▶ _SOURCE TEXT_:
-- Begin --

Katrin Kleemann, Rachel Carson Center
“June the 9th  was a day of clear weather, during which the cloud [north of the mountains] quickly rose higher and higher. In the evening a great downpour fell from it. The flow of the river Skaftá, a stream so great that at the ferry site here horses had to swim some seventy fathoms to cross it, and which ran eastward along the Síða area, now began to decrease substantially, however. On the 10th […] the river Skaftá had dried up entirely, except for the water emptying into it from local streams. […] On the 12th the weather was clear, with a wind from the south. Now the flood of lava spilled out of the canyon of the River Skaftá and poured forth with frightening speed, crashing, roaring and thundering. When the molten lava ran into wetlands or streams of water the explosions were as loud as if many cannon were fired at one time. At first this fiery flood followed the main course of the river, and then spread over the banks, and out over the older lava fields which stretch out on both sides […].”
Jón Steingrímsson (1728-1791), local reverend, who wrote a diary
In June 1783, the residents of Kirkjubæjarklaustur, an Icelandic village, watched as the water of their local river Skaftá vanished and, days later, was replaced by a “fiery flood” of lava. They could not have imagined that this event would have consequences halfway around the globe, all the way to eastern Africa. It suppressed the Nile’s summer floods and thereby helped cause a famine in Egypt, where agriculture depends on those floods. That summer, the 27-kilometer long Laki fissure, remotely located in the Icelandic highlands to the southwest of Vatnajökull, Europe’s largest glacier outside the Arctic, began an eight-month-long eruption. It released the largest amount of lava of any eruption in the last millennium, as well as huge quantities of sulfur dioxide, fluorine, and other gases.
The consequences would be catastrophic for Iceland’s population. The eruption did not kill anyone directly, but Laki's gases, especially the fluorine, poisoned the fields and thereby killed a large percentage of Iceland's cattle, horses, and sheep. The people of Iceland, deprived of their main food source, soon suffered malnourishment and starvation. These “hardships of the mist“ - today remembered as móðuharðindin - lasted until 1785, and claimed the lives of about a fifth of Iceland's population. Some 10,000 people perished.
This image shows the position of Iceland and the direction in which the dry fog was blown; it also shows the position of the Mid-Atlantic Ridge and the three major volcanoes in Iceland. The Laki fissure is just southwest of the Vatnajökull ice shield. This map was created by Katrin Kleemann and is built upon map materials from Gingko Maps, which are licensed under a CC BY 3.0 license.
In the rest of Europe, a strange sulfurous-smelling "dry fog" lingered for around two months. The levels of sulfur dioxide in the atmosphere were comparable to present-day extreme air pollution events. In France and England, contemporaries reported sore eyes, skin irritations, respiratory problems, and damage to vegetation. Today, this dry fog is referred to as volcanic smog, or “vog,” and we know it can worsen cardiorespiratory illnesses. Volcanologist Anja Schmidt has used climate models to simulate what would happen if a Laki-style eruption occurred today. She found that excess mortality - that is, deaths that would not have occurred otherwise - would be 142,000 deaths within a year of the eruption.

-- End --

▶ _STATED GOAL 1_:
Count the lines in the records below that contain the word "white", and give only that number.

▶ _DATASET ROWS_:

-- Begin --

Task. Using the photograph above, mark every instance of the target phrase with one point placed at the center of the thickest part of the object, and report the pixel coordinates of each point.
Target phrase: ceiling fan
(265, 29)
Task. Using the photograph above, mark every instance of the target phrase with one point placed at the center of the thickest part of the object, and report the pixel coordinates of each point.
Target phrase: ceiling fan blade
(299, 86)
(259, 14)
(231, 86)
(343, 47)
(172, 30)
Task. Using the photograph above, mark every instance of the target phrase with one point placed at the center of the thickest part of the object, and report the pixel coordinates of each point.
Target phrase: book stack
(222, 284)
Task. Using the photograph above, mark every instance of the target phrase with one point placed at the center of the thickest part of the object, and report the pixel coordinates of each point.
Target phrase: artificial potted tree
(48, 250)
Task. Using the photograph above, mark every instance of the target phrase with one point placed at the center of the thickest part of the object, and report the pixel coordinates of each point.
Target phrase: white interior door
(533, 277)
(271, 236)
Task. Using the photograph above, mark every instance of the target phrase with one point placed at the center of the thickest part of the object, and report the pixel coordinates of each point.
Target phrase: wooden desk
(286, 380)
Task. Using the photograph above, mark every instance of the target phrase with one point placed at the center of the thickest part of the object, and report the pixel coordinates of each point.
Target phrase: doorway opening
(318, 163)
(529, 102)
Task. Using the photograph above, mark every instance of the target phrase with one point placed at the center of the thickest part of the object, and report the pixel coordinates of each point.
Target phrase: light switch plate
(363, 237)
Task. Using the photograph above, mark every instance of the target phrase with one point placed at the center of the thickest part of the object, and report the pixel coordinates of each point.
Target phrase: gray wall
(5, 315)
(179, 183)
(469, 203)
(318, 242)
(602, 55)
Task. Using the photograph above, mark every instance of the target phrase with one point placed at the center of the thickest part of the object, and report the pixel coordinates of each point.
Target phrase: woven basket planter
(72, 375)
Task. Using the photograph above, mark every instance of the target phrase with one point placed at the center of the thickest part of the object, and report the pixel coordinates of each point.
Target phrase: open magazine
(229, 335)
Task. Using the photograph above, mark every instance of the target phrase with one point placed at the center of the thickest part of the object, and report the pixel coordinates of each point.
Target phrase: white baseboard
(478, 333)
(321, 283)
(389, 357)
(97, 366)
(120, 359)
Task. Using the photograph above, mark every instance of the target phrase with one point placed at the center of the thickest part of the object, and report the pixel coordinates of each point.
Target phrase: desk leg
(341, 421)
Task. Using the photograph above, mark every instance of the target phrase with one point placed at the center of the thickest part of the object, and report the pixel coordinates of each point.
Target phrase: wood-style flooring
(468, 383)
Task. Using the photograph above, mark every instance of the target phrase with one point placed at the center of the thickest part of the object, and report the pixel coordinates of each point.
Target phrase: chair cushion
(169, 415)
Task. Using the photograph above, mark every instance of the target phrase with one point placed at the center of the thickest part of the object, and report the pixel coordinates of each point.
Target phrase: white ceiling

-- End --

▶ _STATED GOAL 2_:
From the Laki eruption text, copy the passage starting with "This image shows" and going on through "BY 3.0 license.".

▶ _EXERCISE RESPONSE 1_:
3

▶ _EXERCISE RESPONSE 2_:
This image shows the position of Iceland and the direction in which the dry fog was blown; it also shows the position of the Mid-Atlantic Ridge and the three major volcanoes in Iceland. The Laki fissure is just southwest of the Vatnajökull ice shield. This map was created by Katrin Kleemann and is built upon map materials from Gingko Maps, which are licensed under a CC BY 3.0 license.